[Start of Attachment]

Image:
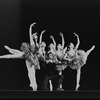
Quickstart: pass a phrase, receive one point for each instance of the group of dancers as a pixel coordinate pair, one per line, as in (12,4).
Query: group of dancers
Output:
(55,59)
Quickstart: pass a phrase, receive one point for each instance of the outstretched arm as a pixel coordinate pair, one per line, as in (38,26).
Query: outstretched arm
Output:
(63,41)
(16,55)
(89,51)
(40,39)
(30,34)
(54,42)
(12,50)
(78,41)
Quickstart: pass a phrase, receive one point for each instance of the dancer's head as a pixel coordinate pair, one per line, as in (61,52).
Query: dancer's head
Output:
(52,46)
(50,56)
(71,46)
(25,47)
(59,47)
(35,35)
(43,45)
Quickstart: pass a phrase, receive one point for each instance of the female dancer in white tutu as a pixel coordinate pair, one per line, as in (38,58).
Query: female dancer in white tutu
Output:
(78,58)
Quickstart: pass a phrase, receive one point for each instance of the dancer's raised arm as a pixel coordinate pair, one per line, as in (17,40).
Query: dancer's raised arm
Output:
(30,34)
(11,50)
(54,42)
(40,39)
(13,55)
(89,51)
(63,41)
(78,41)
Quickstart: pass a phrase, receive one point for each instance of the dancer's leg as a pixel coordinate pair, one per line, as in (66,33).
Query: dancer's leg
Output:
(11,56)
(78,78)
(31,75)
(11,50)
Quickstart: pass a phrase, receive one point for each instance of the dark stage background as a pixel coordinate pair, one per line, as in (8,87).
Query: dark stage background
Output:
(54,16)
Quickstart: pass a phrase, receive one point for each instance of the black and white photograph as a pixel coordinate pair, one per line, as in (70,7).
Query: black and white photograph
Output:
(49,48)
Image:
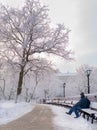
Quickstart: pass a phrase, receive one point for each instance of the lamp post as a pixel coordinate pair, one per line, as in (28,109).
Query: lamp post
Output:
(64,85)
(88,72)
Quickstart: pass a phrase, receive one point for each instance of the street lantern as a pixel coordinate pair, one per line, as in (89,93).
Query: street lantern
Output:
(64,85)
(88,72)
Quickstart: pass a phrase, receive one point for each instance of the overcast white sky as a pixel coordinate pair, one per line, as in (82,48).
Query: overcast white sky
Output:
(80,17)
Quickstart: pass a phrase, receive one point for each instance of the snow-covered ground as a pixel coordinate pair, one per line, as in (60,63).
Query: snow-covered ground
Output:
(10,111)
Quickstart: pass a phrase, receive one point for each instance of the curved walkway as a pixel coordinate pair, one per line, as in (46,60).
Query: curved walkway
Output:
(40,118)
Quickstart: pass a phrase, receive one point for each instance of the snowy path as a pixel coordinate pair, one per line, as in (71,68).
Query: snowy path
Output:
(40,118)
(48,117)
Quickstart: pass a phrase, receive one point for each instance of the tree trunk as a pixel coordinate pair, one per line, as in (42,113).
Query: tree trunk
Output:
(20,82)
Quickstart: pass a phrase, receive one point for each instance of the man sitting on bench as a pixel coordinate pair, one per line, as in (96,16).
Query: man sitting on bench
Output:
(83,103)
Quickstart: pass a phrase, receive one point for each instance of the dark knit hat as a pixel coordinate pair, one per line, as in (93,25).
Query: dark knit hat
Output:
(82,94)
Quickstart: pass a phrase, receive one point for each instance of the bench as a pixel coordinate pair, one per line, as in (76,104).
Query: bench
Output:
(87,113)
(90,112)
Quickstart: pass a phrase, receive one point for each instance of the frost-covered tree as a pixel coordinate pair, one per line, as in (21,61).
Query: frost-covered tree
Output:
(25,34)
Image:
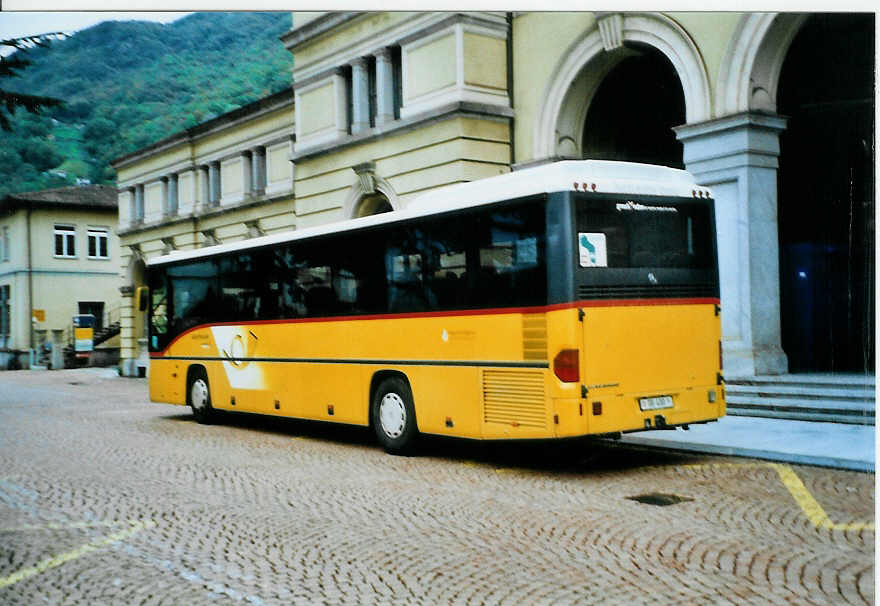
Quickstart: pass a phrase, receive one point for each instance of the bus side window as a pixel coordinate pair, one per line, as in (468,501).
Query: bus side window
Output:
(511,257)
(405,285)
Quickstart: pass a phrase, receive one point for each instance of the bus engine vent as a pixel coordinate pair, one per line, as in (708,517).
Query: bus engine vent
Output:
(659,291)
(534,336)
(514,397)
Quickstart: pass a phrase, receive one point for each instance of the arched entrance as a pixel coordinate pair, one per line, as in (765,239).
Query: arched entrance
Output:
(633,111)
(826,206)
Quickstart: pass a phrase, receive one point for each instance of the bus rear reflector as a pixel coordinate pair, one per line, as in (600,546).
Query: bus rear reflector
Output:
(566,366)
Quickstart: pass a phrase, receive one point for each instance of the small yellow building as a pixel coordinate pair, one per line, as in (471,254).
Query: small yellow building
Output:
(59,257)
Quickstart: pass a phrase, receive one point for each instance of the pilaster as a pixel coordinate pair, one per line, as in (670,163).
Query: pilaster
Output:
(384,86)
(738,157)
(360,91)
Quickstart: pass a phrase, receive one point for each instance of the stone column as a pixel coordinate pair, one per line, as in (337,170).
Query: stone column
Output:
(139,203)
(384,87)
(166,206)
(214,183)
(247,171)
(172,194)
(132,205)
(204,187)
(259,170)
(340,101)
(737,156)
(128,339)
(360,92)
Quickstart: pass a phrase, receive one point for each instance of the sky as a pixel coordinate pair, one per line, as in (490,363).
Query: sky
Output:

[End of Attachment]

Your task
Only lines containing "lantern" belong in the answer; copy every such line from the records.

Response box
Quickstart: pass a phrase, receive one point for each instance of the street lantern as a pixel coordinate pair, one per line, as in (89,93).
Query: street lantern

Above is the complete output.